§ **What is needed**:
Transcribe each line of the material with no alterations.

§ **Supplied data**:
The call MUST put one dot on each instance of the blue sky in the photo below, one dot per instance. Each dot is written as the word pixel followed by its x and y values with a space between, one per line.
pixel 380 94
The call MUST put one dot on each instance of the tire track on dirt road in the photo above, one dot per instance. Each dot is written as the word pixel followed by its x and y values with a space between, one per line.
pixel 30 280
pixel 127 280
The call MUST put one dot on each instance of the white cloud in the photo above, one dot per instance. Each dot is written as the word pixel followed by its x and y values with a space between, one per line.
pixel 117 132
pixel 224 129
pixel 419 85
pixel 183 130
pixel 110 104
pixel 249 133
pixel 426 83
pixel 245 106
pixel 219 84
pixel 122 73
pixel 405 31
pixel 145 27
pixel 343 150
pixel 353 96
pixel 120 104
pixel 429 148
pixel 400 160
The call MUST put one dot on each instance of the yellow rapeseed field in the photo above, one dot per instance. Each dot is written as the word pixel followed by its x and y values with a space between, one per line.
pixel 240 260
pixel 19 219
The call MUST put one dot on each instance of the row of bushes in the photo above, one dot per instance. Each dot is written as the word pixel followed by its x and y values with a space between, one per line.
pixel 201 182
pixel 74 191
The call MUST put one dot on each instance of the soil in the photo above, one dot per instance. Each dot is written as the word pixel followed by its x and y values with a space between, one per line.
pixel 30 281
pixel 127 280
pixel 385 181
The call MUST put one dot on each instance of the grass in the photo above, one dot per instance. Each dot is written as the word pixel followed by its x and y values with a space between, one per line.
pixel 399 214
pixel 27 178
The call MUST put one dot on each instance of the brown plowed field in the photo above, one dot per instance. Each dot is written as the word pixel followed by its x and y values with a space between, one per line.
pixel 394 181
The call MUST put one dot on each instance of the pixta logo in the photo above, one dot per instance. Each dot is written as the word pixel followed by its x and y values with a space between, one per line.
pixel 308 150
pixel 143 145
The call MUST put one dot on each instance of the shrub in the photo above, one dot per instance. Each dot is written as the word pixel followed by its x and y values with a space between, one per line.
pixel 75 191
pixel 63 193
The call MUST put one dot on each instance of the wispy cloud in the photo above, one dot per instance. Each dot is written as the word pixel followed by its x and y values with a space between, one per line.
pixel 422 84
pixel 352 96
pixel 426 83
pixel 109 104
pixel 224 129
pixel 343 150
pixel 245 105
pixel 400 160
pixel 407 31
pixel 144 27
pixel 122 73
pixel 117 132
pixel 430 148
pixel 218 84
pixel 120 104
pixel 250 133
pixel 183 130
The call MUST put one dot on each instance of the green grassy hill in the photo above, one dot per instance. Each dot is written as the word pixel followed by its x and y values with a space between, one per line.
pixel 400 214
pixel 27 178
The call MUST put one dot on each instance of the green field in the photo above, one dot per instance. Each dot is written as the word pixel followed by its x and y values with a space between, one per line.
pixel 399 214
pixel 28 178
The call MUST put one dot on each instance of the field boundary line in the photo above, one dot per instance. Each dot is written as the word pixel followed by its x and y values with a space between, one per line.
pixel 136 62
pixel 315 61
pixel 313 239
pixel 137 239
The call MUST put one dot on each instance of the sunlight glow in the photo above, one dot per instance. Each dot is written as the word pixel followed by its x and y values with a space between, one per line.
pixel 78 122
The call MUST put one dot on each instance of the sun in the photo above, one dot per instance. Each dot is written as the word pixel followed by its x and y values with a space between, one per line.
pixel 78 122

§ **Task output**:
The call MUST put one dot on each instance of the blue sky in the photo below, one dot per instance. Each dot is written as the word pixel followed by its x and y values with a space between, one per line.
pixel 380 94
The call MUST put one dot on each instance of the tire track on dirt road in the photo above, one dot per instance. Each dot is written as the word pixel followed by its x and y values with a space between, one per line.
pixel 30 280
pixel 127 280
The call MUST put one dot on each instance of the white cloud in the photo above, one dot per instance. Each dot is written as the word pixel followed by its x and y values with a space between, one per line.
pixel 117 132
pixel 224 129
pixel 419 85
pixel 183 130
pixel 110 104
pixel 249 133
pixel 426 83
pixel 245 106
pixel 219 84
pixel 122 73
pixel 405 31
pixel 145 27
pixel 343 150
pixel 353 96
pixel 120 104
pixel 429 148
pixel 400 160
The call MUST put one dot on each instance of the yellow rapeseed field in the photo above, one dot per instance. Each dot is written as the word pixel followed by its x and y values with a space between, one per line.
pixel 240 260
pixel 19 219
The call MUST put one dot on each instance of the row of bushes in the photo above, one dot per instance. Each dot is written as the word pixel followed by its x and y values with a space between, one per line.
pixel 201 182
pixel 74 191
The call MUST put one dot on each instance of the soil in the photo above, one dot per instance. Each dot is written as the word pixel followed by its x and y values with a space between, one per line.
pixel 30 281
pixel 127 280
pixel 385 181
The call MUST put one dot on each instance of the grass in the photo above, one dot per instance. Each dot is written as the word pixel followed by its x and y values with a space between, one per line.
pixel 399 214
pixel 27 178
The call MUST put one dot on each instance of the brown plowed field in the photo above, one dot per instance. Each dot is written as the word pixel followed by its x and y values with a space between, one per line.
pixel 394 181
The call MUST put one dot on each instance of the pixta logo in the photo above, one dot per instance. Each dot is written as the word pixel followed by its x and y values with a space between, one per line.
pixel 308 150
pixel 143 145
The call MUST put one dot on each instance of the shrub in the photo above, one dot per instance. Each dot is written as the word pixel followed by its x and y values with a space between, one per line.
pixel 75 191
pixel 63 193
The call MUST put one dot on each instance of the wispy cloud in the photo above, one dot per instance. Each dot is written as the word pixel followed by its x and y values with a space between, one per line.
pixel 422 84
pixel 352 96
pixel 426 83
pixel 109 104
pixel 224 129
pixel 343 150
pixel 245 105
pixel 400 160
pixel 407 31
pixel 144 27
pixel 122 73
pixel 117 132
pixel 430 148
pixel 218 84
pixel 120 104
pixel 250 133
pixel 183 130
The call MUST put one dot on each instance of the green grassy hill in the photo above, one dot per instance. Each dot is written as the word pixel followed by its x and y values with a space between, one per line.
pixel 400 214
pixel 27 178
The call MUST put one dot on each instance of the green field in the photo above, one dot per instance. Each dot is written as the word pixel followed by its x and y values with a space between, one per line.
pixel 399 214
pixel 28 178
The call MUST put one dot on each instance of the field boundary line in the photo above, one dot per instance. Each dot is written as the word pixel followed by its x and y values with a space between, one per line.
pixel 136 62
pixel 315 61
pixel 313 239
pixel 137 239
The call MUST put one dot on each instance of the sunlight glow in the photo above, one dot per instance. Each dot is written as the word pixel followed by its x and y values with a space between, one per line.
pixel 78 122
The call MUST put one dot on each instance of the sun in the photo above, one dot per instance. Each dot is written as the word pixel followed by its x and y values with a space between, one per line.
pixel 78 122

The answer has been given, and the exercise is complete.